→ WORK ORDER 1
In the Hacker News thread, explain why the quoted site blocks known generative-AI crawlers in its robots.txt. Use one to three sentences.
→ WORK ORDER 2
According to the Hacker News thread, what is the profession of the person behind the site?
→ WORK ORDER 3
Write what follows in the Hacker News thread, picking up after its final reply.

Hacker News new | ask | show | jobs
by lekevicius 8 days ago
> Known generative-AI crawlers are disallowed in robots.txt. This is a research catalogue assembled from primary sources; it is not training data, and a model fine-tuned on these paragraphs would launder out exactly the part — the citations — that gives the prose its value.

This reads like distaste for LLMs - but generally website reads (and is designed as!) very LLMy.

4 comments

If the About page said who made it, i.e. if someone was putting their reputation on the line, I might be more receptive. But the website has enough LLM design tics to make me suspicious.

It's sad. I come to Hacker News to see cool stuff and when I click on a link and see something obviously put together by an LLM I feel like I've been tricked :(

Fair hit and I should have done that from the start. There is a person behind this and the About page is now updated (https://storiedcolors.com/about). Short version: I'm a technical architect who painted as a kid, stopped for years, and started this to get back into it. I do use AI to draft the entries and I'm not going to pretend otherwise but I check every one against named, non-Wikipedia sources and cut what I cant source. You shouldn't take that on faith so the methodology and the citations are there to check and there's a corrections address when I get something wrong. I totally get the "put together by an LLM" reaction on how it felt. I'd rather try and earn the trust back than argue about it.

[Stored items from a collection]

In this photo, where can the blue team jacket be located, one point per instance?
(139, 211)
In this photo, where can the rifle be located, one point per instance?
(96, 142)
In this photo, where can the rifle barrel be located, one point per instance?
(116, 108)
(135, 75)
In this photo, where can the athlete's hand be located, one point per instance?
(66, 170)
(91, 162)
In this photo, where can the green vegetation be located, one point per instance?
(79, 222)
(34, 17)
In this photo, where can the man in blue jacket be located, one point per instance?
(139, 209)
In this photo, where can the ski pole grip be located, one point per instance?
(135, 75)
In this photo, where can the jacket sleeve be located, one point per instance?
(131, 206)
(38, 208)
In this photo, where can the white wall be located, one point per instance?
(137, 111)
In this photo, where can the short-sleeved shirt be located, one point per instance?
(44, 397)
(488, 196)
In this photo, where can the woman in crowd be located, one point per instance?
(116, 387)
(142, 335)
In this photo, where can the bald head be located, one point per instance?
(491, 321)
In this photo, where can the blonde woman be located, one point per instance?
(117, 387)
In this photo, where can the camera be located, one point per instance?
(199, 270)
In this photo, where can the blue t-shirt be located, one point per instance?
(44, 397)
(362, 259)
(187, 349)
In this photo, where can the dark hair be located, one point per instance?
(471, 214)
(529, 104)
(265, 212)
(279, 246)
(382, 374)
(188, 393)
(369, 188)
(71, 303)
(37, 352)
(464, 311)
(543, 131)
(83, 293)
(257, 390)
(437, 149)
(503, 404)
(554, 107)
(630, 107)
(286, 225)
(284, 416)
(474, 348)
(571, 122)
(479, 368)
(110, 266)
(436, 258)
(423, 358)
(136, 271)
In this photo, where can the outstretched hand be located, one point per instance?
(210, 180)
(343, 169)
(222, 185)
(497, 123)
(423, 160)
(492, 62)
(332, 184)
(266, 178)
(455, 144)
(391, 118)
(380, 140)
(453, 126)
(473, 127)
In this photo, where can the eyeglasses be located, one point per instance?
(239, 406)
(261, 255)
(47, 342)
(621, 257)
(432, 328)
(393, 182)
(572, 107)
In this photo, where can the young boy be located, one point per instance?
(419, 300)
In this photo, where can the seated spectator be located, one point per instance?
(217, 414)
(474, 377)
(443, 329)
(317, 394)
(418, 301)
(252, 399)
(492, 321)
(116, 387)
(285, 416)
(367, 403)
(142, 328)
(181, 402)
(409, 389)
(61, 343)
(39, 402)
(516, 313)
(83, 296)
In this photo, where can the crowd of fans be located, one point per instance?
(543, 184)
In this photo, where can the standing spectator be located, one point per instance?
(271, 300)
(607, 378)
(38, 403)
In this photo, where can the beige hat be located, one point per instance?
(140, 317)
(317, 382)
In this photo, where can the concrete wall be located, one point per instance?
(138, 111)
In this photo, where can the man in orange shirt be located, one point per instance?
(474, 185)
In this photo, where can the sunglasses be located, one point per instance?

→ EXERCISE OUTPUT 1
The site calls itself a research catalogue built from primary sources, not training data. A model fine-tuned on its paragraphs would strip out the citations, and those give the prose its value.

→ EXERCISE OUTPUT 2
A technical architect.

→ EXERCISE OUTPUT 3
Right?! It's a bummer when a nice-looking website is now a red flag. It's become part of my workflow now browsing the web to check the About/Contact page on a website immediately; if there's no real person behind the site, how can it be trusted?
Apologies. Was taken with the names and stories. . . didn't read the about page. Guess my critical thinking was on the fritz. Seriously, learn a lot here and will try to do better.
I actually think “explore Claude’s understanding of colors” is an interesting concept. A lot of fascinating cultural information gets compressed into LLMs.
I think so too. But if that's what it is, that's how it should be presented.
"One color a day, told as it ought to be told: with its provenance, its chemistry, and the people who paid for it in poison." is so Claude it hurts. :'D
Yes. Why the heck do LLM's produce prose like this? It's de facto standard in the narration for all these slop videos drowning YouTube.

No human writes like this, so what is the training material that has taught LLM's that this is the way to write?

They may have used LLMs to design the site but IMHO the content is fine and well-sourced. Example: https://storiedcolors.com/color/blaze-orange/

Even if LLMs were used to help, someone must have spent a lot of time on making it read well. At least that's how it feels like.

Except on that page there's immediately a claim that isn't backed up by any of the citations, eg:

"The hunting-safety effect has been substantial. The non-fatal hunting accident rate in the United States fell substantially over the decades following blaze-orange adoption, with state hunter-safety data consistently identifying the orange mandate as a major contributor to that decline."

None of the sources have any national hunting accident data - there's a single link to data from New York, and nothing that would support the claim that state data "consistently" identifies anything...

Do AI crawlers actually follow robots.txt rules? They didn't care about rules when they trained them on copyrighted works so why would they follow the rules here?